▸ **Task directions**
Write out the records word for word, with no pictures.

▸ **Dataset records**
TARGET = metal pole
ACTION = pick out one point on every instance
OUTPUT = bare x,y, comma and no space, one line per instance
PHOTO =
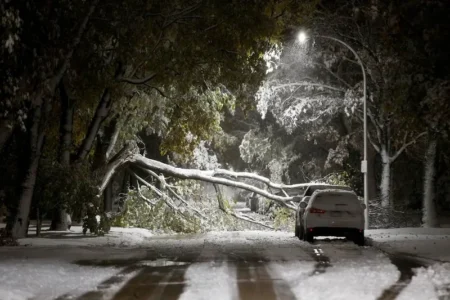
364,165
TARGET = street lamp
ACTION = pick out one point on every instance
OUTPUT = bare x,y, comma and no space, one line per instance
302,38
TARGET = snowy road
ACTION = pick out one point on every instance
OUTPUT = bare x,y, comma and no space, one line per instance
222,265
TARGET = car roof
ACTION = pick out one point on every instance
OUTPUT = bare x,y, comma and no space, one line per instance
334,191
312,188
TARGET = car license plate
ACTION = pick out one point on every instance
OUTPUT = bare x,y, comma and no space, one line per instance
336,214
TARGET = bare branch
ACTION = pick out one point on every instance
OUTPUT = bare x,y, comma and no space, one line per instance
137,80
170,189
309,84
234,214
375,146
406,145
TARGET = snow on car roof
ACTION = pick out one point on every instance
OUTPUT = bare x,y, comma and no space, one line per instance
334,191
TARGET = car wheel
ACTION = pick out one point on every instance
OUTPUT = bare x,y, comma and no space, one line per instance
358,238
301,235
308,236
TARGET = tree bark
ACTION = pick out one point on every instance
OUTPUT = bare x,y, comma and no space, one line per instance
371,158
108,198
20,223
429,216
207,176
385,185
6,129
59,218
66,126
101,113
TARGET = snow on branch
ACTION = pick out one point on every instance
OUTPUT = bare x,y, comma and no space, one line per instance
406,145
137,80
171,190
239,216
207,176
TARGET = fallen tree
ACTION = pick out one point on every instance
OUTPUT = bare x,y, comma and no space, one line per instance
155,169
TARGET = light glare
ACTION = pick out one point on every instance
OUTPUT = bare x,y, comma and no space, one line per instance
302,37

▸ **Response box**
TARGET = metal pole
ACTION = pick out one point on every instance
OUTPUT = bare x,y, comma and no space, one line per instance
PHOTO =
364,165
TARGET = street lamp
ACTION = pick out one point on every instance
OUTPUT = bare x,y, comma and no space, one line per instance
302,38
TARGET = snowy road
ACTION = pick out one point on every instance
OUTPUT = bare x,y, comma and no space, one line per instance
222,265
TARGET = car roof
ACTION = pick out one point on every instance
OUTPUT = bare x,y, comma and no space, one line per instance
334,191
312,188
TARGET = car license plate
ACTION = pick out one point on every instance
OUTPUT = bare x,y, comma and no space, one line per instance
336,214
TARGET = bare branch
ACTION = pick out one point on every instance
OUTPUT = bare x,y, comma and no space, one line per instance
137,80
170,189
309,84
234,214
375,146
406,145
TARGET = snow on car roof
ACTION = pick out one point on every instance
OUTPUT = bare x,y, comma and no space, one line per instance
334,191
TARGET = car wheel
ACTION = pick out one point on every instance
OUTPUT = bare x,y, comma and no space, one line per instance
358,238
301,235
308,236
TARGET = tree bark
ACTION = pick out one point on every instance
OUTPUT = bare x,y, comma and no space, one line per instance
371,158
108,198
20,223
429,216
207,176
385,185
6,129
59,218
66,126
101,113
TARGET = snow on branch
ACTION = pick out one point on every instance
OUTPUT = bare x,y, comma and no space, one line per instance
406,145
137,80
171,190
239,216
207,176
TARGET = fallen tree
ACTION = pick out one point on every instance
OUTPUT = bare x,y, comma and no space, one line per instance
155,169
TARGET = light glare
ACTION = pick out one point on every instance
OUTPUT = bare x,y, comma and no space, one line per instance
302,37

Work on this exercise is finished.